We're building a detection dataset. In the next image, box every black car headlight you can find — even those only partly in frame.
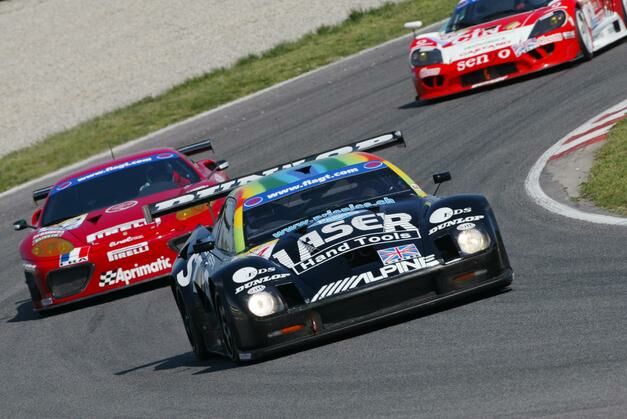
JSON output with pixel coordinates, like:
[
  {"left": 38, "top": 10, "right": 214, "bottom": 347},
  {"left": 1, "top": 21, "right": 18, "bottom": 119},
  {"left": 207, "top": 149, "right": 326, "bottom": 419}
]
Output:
[
  {"left": 246, "top": 289, "right": 285, "bottom": 317},
  {"left": 529, "top": 10, "right": 566, "bottom": 38},
  {"left": 409, "top": 49, "right": 442, "bottom": 67},
  {"left": 457, "top": 227, "right": 490, "bottom": 255}
]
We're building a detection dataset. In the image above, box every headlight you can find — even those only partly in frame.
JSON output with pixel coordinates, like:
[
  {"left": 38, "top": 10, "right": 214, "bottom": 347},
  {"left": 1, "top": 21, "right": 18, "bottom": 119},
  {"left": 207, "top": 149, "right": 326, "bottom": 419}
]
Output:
[
  {"left": 529, "top": 10, "right": 566, "bottom": 38},
  {"left": 32, "top": 238, "right": 74, "bottom": 258},
  {"left": 248, "top": 291, "right": 283, "bottom": 317},
  {"left": 409, "top": 49, "right": 442, "bottom": 67},
  {"left": 457, "top": 228, "right": 490, "bottom": 255}
]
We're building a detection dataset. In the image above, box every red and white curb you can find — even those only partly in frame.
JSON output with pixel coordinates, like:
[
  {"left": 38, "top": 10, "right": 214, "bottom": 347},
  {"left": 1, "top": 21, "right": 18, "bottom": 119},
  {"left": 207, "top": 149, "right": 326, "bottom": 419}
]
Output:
[{"left": 525, "top": 99, "right": 627, "bottom": 226}]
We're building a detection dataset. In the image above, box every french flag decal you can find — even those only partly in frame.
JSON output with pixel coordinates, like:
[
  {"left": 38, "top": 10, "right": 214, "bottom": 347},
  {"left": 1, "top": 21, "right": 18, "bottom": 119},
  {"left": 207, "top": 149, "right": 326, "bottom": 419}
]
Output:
[{"left": 59, "top": 246, "right": 89, "bottom": 266}]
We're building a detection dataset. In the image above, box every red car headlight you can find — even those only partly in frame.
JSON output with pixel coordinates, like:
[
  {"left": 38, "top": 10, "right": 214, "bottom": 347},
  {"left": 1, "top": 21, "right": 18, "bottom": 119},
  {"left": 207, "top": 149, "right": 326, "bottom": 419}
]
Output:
[{"left": 31, "top": 238, "right": 74, "bottom": 258}]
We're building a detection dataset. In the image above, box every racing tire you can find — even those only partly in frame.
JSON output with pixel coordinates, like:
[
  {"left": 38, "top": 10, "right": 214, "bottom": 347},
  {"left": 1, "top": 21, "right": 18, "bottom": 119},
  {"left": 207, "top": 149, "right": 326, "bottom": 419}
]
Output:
[
  {"left": 175, "top": 292, "right": 210, "bottom": 361},
  {"left": 215, "top": 297, "right": 241, "bottom": 364},
  {"left": 575, "top": 9, "right": 594, "bottom": 61}
]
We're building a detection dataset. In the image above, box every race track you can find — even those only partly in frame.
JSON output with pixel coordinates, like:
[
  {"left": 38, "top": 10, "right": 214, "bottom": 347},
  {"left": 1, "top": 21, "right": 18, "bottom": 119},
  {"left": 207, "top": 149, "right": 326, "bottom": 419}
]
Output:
[{"left": 0, "top": 35, "right": 627, "bottom": 418}]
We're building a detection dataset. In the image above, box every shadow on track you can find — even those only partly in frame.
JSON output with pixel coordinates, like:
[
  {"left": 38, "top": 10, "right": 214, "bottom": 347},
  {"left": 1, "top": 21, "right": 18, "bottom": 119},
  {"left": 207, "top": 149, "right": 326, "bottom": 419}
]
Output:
[
  {"left": 115, "top": 286, "right": 512, "bottom": 375},
  {"left": 7, "top": 278, "right": 170, "bottom": 323}
]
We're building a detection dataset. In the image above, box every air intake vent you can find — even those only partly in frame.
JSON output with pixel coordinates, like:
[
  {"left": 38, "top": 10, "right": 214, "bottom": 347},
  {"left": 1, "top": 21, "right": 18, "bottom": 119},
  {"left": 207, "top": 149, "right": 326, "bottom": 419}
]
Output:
[{"left": 48, "top": 264, "right": 92, "bottom": 298}]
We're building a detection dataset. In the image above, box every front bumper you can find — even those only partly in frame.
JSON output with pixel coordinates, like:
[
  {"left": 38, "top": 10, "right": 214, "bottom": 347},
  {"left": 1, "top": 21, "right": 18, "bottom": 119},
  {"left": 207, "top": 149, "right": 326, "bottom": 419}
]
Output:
[{"left": 228, "top": 250, "right": 513, "bottom": 361}]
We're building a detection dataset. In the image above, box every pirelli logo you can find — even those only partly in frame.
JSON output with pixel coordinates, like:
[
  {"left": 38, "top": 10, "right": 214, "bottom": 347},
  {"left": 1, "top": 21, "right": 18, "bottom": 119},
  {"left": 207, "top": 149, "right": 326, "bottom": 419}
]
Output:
[{"left": 107, "top": 242, "right": 150, "bottom": 262}]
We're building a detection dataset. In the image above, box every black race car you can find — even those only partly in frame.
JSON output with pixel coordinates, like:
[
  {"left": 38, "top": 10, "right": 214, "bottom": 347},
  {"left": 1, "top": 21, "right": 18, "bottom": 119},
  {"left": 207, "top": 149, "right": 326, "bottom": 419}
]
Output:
[{"left": 145, "top": 132, "right": 513, "bottom": 361}]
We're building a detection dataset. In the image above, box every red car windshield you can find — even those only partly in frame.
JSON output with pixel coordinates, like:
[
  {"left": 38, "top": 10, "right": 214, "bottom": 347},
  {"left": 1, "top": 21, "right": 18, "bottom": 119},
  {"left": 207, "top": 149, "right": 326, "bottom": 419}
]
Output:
[
  {"left": 446, "top": 0, "right": 551, "bottom": 32},
  {"left": 42, "top": 153, "right": 200, "bottom": 226}
]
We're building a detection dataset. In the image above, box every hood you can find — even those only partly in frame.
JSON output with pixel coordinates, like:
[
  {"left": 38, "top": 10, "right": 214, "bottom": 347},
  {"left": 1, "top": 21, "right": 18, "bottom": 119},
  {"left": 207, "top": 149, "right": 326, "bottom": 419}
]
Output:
[
  {"left": 412, "top": 6, "right": 556, "bottom": 63},
  {"left": 258, "top": 199, "right": 438, "bottom": 301},
  {"left": 23, "top": 181, "right": 216, "bottom": 250}
]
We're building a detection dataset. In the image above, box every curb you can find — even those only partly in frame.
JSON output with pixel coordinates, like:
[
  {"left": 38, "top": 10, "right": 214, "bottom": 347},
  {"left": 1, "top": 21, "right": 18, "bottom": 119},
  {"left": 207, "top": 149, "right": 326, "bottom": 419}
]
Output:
[
  {"left": 525, "top": 99, "right": 627, "bottom": 226},
  {"left": 0, "top": 20, "right": 445, "bottom": 199}
]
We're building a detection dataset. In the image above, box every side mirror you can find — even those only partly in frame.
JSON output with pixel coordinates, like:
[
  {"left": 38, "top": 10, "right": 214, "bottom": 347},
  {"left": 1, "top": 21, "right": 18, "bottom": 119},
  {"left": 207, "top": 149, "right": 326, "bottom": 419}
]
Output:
[
  {"left": 191, "top": 236, "right": 216, "bottom": 254},
  {"left": 13, "top": 220, "right": 35, "bottom": 231},
  {"left": 30, "top": 208, "right": 42, "bottom": 225},
  {"left": 403, "top": 20, "right": 422, "bottom": 33},
  {"left": 433, "top": 172, "right": 452, "bottom": 196},
  {"left": 433, "top": 172, "right": 452, "bottom": 185},
  {"left": 215, "top": 160, "right": 231, "bottom": 171}
]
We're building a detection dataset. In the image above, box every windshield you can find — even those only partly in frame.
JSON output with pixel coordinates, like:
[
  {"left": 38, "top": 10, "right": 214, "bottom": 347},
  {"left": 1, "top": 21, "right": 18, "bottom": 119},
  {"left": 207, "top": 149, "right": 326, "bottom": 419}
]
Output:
[
  {"left": 42, "top": 153, "right": 200, "bottom": 226},
  {"left": 244, "top": 167, "right": 415, "bottom": 247},
  {"left": 446, "top": 0, "right": 551, "bottom": 32}
]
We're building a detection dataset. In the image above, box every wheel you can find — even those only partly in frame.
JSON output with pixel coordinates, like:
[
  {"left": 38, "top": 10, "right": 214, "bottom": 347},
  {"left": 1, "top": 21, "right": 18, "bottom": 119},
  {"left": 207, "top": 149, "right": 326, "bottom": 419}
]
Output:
[
  {"left": 215, "top": 297, "right": 240, "bottom": 363},
  {"left": 575, "top": 9, "right": 594, "bottom": 61},
  {"left": 175, "top": 292, "right": 210, "bottom": 361}
]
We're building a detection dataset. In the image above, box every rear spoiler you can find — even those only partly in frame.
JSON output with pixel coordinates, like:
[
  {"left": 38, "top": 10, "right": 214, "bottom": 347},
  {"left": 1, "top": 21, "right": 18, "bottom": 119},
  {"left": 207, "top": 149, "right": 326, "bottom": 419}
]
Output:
[
  {"left": 33, "top": 186, "right": 52, "bottom": 203},
  {"left": 144, "top": 131, "right": 406, "bottom": 222},
  {"left": 176, "top": 140, "right": 213, "bottom": 156}
]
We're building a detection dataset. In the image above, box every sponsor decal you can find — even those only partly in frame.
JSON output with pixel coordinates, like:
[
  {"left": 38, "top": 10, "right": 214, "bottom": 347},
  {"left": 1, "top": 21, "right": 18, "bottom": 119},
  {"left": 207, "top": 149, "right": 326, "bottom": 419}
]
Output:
[
  {"left": 272, "top": 213, "right": 420, "bottom": 274},
  {"left": 248, "top": 285, "right": 266, "bottom": 295},
  {"left": 33, "top": 214, "right": 87, "bottom": 245},
  {"left": 107, "top": 242, "right": 150, "bottom": 262},
  {"left": 235, "top": 274, "right": 290, "bottom": 294},
  {"left": 109, "top": 236, "right": 144, "bottom": 247},
  {"left": 244, "top": 161, "right": 386, "bottom": 211},
  {"left": 233, "top": 266, "right": 276, "bottom": 284},
  {"left": 105, "top": 201, "right": 138, "bottom": 214},
  {"left": 272, "top": 197, "right": 396, "bottom": 239},
  {"left": 50, "top": 153, "right": 177, "bottom": 195},
  {"left": 311, "top": 255, "right": 440, "bottom": 303},
  {"left": 377, "top": 244, "right": 422, "bottom": 265},
  {"left": 429, "top": 215, "right": 485, "bottom": 235},
  {"left": 150, "top": 134, "right": 398, "bottom": 213},
  {"left": 451, "top": 25, "right": 501, "bottom": 45},
  {"left": 86, "top": 218, "right": 161, "bottom": 243},
  {"left": 33, "top": 230, "right": 66, "bottom": 246},
  {"left": 513, "top": 38, "right": 540, "bottom": 57},
  {"left": 59, "top": 246, "right": 89, "bottom": 267},
  {"left": 538, "top": 32, "right": 564, "bottom": 45},
  {"left": 457, "top": 54, "right": 490, "bottom": 73},
  {"left": 564, "top": 31, "right": 575, "bottom": 39},
  {"left": 250, "top": 240, "right": 277, "bottom": 259},
  {"left": 418, "top": 67, "right": 441, "bottom": 79},
  {"left": 457, "top": 223, "right": 476, "bottom": 231},
  {"left": 98, "top": 256, "right": 172, "bottom": 288},
  {"left": 429, "top": 207, "right": 472, "bottom": 224}
]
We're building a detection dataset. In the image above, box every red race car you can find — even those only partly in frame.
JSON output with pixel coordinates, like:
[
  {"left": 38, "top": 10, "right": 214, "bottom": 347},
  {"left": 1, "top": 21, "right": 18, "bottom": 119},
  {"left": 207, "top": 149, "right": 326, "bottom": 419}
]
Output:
[
  {"left": 405, "top": 0, "right": 627, "bottom": 99},
  {"left": 14, "top": 141, "right": 228, "bottom": 313}
]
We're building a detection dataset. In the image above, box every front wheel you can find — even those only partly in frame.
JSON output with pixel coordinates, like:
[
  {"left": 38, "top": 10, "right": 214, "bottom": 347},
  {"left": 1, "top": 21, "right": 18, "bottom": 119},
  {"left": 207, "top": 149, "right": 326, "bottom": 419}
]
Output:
[
  {"left": 175, "top": 292, "right": 210, "bottom": 361},
  {"left": 575, "top": 9, "right": 594, "bottom": 61},
  {"left": 215, "top": 297, "right": 240, "bottom": 363}
]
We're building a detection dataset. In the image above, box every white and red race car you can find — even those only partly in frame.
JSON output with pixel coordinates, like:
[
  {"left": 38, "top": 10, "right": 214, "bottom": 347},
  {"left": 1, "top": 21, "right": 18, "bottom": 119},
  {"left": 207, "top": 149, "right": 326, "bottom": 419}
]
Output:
[{"left": 406, "top": 0, "right": 627, "bottom": 99}]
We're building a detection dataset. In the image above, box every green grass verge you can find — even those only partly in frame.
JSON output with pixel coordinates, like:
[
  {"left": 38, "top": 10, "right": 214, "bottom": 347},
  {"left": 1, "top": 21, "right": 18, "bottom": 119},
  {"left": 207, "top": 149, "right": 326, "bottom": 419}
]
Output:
[
  {"left": 0, "top": 0, "right": 458, "bottom": 191},
  {"left": 581, "top": 120, "right": 627, "bottom": 215}
]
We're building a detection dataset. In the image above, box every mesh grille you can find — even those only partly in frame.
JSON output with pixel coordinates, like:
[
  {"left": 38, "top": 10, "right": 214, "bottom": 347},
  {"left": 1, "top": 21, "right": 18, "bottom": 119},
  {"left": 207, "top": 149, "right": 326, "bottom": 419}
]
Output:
[{"left": 48, "top": 265, "right": 92, "bottom": 298}]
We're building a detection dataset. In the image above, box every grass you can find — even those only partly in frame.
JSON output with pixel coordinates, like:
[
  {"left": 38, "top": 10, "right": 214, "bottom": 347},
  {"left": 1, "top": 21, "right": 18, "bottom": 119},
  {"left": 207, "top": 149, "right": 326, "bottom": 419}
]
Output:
[
  {"left": 0, "top": 0, "right": 457, "bottom": 191},
  {"left": 581, "top": 119, "right": 627, "bottom": 215}
]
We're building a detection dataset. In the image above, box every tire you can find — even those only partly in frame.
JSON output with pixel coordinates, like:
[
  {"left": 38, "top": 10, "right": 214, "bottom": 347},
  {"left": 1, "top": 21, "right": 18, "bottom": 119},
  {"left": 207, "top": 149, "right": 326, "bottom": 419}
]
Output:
[
  {"left": 175, "top": 291, "right": 210, "bottom": 361},
  {"left": 215, "top": 297, "right": 240, "bottom": 363},
  {"left": 575, "top": 9, "right": 594, "bottom": 61}
]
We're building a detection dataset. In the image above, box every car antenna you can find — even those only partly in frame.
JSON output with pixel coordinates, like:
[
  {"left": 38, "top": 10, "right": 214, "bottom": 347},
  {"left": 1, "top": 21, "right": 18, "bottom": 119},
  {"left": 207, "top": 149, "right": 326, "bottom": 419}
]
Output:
[{"left": 107, "top": 143, "right": 115, "bottom": 160}]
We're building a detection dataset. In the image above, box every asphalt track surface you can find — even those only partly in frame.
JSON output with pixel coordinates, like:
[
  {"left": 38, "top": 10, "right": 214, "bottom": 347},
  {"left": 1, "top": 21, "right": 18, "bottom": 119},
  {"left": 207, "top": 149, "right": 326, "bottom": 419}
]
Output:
[{"left": 0, "top": 35, "right": 627, "bottom": 417}]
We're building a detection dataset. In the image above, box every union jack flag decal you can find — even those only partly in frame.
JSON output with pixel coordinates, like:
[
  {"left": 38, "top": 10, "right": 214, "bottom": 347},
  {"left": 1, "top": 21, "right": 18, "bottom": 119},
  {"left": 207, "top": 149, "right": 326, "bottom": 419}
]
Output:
[{"left": 377, "top": 244, "right": 422, "bottom": 265}]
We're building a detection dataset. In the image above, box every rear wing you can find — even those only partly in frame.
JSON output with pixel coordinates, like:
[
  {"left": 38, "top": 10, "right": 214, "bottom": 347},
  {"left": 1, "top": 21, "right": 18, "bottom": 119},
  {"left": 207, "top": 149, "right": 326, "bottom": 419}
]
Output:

══════════════════════════════

*Your instructions*: Please extract every line from the entries above that contains the word "wheel". Case matters.

*Written answer*:
We're building a detection dataset. In the image above, box every wheel you can find — even those only partly in frame.
We're building a detection dataset. In the image above, box every front wheel you can find — even those only partly in frame.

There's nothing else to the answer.